*RAW DATA*:
━━━━━━━━
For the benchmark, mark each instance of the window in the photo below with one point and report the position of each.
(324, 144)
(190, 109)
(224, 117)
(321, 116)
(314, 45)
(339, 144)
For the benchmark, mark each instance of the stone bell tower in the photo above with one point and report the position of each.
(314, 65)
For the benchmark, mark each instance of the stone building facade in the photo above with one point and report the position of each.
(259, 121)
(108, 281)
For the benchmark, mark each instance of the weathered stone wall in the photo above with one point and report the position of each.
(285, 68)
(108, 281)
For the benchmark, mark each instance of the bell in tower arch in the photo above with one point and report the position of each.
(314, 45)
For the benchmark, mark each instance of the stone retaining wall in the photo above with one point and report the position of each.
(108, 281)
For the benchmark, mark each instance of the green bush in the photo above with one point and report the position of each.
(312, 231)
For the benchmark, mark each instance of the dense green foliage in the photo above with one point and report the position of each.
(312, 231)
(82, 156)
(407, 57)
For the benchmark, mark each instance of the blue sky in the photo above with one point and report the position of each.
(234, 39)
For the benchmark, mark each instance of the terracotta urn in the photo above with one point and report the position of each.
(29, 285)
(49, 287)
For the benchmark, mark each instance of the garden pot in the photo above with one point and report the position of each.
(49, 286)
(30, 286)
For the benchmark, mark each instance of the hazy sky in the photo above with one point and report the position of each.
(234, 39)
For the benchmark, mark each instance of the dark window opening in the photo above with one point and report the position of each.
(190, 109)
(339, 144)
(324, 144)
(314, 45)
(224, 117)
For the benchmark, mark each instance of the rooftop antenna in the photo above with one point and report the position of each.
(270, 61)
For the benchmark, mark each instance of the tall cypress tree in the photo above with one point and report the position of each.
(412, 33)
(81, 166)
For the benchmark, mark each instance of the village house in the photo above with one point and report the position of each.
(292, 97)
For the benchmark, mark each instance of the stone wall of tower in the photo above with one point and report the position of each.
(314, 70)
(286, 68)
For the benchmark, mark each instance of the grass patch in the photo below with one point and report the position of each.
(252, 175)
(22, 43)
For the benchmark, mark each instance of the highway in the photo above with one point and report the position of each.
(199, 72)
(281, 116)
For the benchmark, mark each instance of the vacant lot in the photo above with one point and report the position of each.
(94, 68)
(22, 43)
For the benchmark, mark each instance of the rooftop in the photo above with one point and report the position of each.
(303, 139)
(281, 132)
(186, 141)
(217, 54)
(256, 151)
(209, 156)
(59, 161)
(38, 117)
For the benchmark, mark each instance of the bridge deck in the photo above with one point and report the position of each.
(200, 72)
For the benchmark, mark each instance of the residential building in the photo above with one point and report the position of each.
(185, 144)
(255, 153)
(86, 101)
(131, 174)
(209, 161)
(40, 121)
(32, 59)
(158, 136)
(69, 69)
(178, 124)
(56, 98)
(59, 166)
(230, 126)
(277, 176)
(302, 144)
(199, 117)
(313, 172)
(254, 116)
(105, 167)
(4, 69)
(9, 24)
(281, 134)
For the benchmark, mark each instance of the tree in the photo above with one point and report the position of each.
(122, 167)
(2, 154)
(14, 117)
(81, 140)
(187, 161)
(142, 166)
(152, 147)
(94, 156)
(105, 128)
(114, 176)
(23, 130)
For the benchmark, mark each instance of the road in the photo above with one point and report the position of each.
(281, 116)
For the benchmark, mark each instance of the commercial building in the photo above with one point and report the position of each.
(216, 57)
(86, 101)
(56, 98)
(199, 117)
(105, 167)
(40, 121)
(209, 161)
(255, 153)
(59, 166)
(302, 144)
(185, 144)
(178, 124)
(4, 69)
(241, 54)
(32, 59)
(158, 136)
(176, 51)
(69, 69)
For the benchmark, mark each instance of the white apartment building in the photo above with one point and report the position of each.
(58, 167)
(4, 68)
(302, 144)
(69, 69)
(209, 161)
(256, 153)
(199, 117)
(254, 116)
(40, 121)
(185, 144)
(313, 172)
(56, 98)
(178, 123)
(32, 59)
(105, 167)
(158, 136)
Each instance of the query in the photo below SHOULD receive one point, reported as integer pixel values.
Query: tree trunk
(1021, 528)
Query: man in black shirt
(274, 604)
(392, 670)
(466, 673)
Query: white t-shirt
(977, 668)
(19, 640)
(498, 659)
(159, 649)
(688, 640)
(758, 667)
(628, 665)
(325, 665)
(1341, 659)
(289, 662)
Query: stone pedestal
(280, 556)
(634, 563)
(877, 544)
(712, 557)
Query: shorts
━━━━━━━━
*STATED EXERCISE*: Reproduce the full set of records precisely.

*RESPONSE*:
For the benchmark, mark each instance of the window in the photo below with one point and report the position of each.
(324, 144)
(190, 109)
(224, 117)
(321, 116)
(314, 45)
(339, 144)
For the benchmark, mark each instance of the stone bell tower in the photo above with one point and report the position of each.
(314, 65)
For the benchmark, mark each instance of the stone building facade in the photo above with one point and report the position of each.
(259, 121)
(108, 281)
For the benchmark, mark each instance of the weathered stone wall in the photo above with one point and report the position of each.
(285, 68)
(108, 281)
For the benchmark, mark each instance of the bell in tower arch in the photo above with one point and report the position of each.
(314, 45)
For the benchmark, mark each instance of the stone retaining wall in the photo above with one point and report the position of each.
(108, 281)
For the benchmark, mark each instance of the green bush in the photo above with one point and report the position of each.
(312, 231)
For the benchmark, mark each instance of the dense green foliage in the photo above with one point and report the position of each.
(312, 231)
(82, 156)
(407, 57)
For the benchmark, mark each instance of the blue sky in the photo above with one point and report the position of each.
(234, 39)
For the benchmark, mark each instance of the terracotta urn in the photo above with one point and report the position of each.
(29, 285)
(49, 287)
For the benchmark, mark each instance of the garden pot in the photo above with one point and report the position of each.
(49, 286)
(30, 286)
For the benchmark, mark each instance of the hazy sky in the photo above with one point and report the position of each.
(234, 39)
For the benchmark, mark each instance of the dark window opening in the photo above with one point and report the position of each.
(190, 109)
(339, 144)
(324, 144)
(314, 45)
(224, 117)
For the benchmark, mark each instance of the rooftop antenna in the photo above with one point and report the position of each.
(270, 61)
For the benchmark, mark each instance of the tall cypress tree in the photo above with one point and report the position of each.
(412, 33)
(81, 166)
For the benchmark, mark each instance of the village house in the photo above with one point and report the position of each.
(292, 97)
For the benchmark, mark each instance of the stone wall of tower in the photo above with one point and report the position of each.
(314, 70)
(286, 68)
For the benchmark, mark each instance of the grass patch in the photo below with one point and report the position of each.
(252, 175)
(22, 43)
For the benchmark, mark each instance of the highway in the photo above with one point and report the position of each.
(199, 72)
(281, 116)
For the benchmark, mark each instance of the vacant lot in the photo above with one point and report the position of each.
(94, 68)
(22, 43)
For the benchmark, mark each instance of the rooftop in the photo above with one point and report the position of each.
(303, 139)
(281, 132)
(186, 141)
(217, 54)
(256, 151)
(209, 156)
(59, 161)
(38, 117)
For the benchmark, mark each instance of the bridge deck in the photo above with one point and report the position of each.
(200, 72)
For the benchmark, mark each instance of the residential building in the photo above with one point and report the position of each.
(185, 144)
(255, 153)
(86, 101)
(131, 174)
(209, 161)
(40, 121)
(32, 59)
(158, 136)
(69, 69)
(178, 124)
(56, 98)
(59, 166)
(230, 126)
(277, 176)
(302, 144)
(199, 117)
(313, 172)
(254, 116)
(105, 167)
(4, 69)
(9, 24)
(281, 134)
For the benchmark, mark each instance of the tree in the photo above with one point and report the position of each.
(122, 167)
(2, 154)
(14, 117)
(81, 140)
(187, 161)
(142, 166)
(152, 147)
(94, 156)
(105, 128)
(114, 176)
(23, 130)
For the benchmark, mark each instance of the road in the photo above with one point and report the position of each.
(281, 116)
For the benchmark, mark each instance of the commercial building in the photo above with one point and report the position of each.
(216, 57)
(86, 101)
(56, 98)
(199, 117)
(105, 167)
(40, 121)
(209, 161)
(255, 153)
(59, 166)
(302, 144)
(185, 144)
(178, 124)
(4, 69)
(241, 54)
(32, 59)
(158, 136)
(176, 51)
(69, 69)
For the benchmark, mark each instance of the white apartment building in the photo above with one point and report the position of each.
(58, 167)
(4, 68)
(302, 144)
(69, 69)
(209, 161)
(256, 153)
(199, 117)
(254, 116)
(40, 121)
(185, 144)
(313, 172)
(56, 98)
(178, 123)
(32, 59)
(105, 167)
(158, 136)
Each instance of the query in the photo below SHOULD receive one point, reported as integer pixel values.
Query: tree trunk
(1021, 528)
Query: man in black shirt
(274, 604)
(392, 670)
(466, 673)
Query: white t-shirt
(977, 668)
(19, 640)
(498, 659)
(159, 649)
(688, 640)
(758, 667)
(628, 665)
(325, 665)
(1341, 659)
(289, 662)
Query: stone pedestal
(280, 556)
(634, 563)
(877, 544)
(712, 557)
Query: shorts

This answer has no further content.